─── Data for processing ───

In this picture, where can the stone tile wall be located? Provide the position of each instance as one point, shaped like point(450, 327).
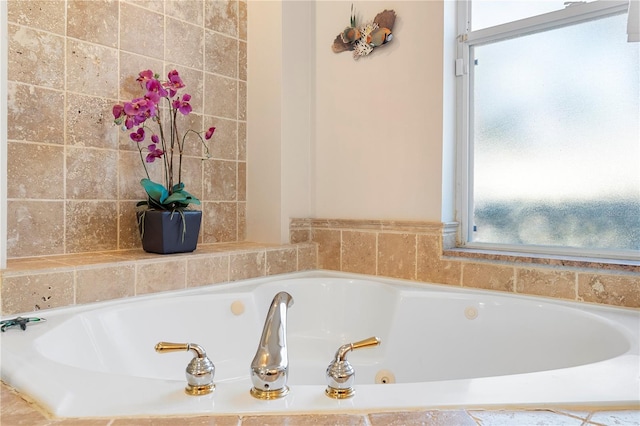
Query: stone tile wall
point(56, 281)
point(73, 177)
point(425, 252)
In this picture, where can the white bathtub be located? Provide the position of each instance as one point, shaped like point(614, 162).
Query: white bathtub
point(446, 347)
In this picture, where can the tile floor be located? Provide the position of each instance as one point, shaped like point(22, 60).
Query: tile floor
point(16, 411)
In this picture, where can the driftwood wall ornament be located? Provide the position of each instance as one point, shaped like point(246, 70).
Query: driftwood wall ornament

───

Exercise prompt
Please quote every line above word for word, leaving out any picture.

Reply
In this picture, where can the stone tile wall be located? Provide the position of each instance as one point, shaped like point(450, 327).
Query: stone tile wall
point(56, 281)
point(73, 177)
point(425, 252)
In this picture, where can the white bathtub be located? Provide the position of each instance as one point, shaped like point(614, 162).
Query: white bathtub
point(446, 347)
In this picture, where can the tile floor be located? Provide the position of each instance as one point, shaped like point(22, 60).
Query: tile floor
point(16, 411)
In this picture, where can the driftwood wall ornament be located? Provide the position of each instance as one point, shaped like point(246, 70).
Query: driftwood wall ornament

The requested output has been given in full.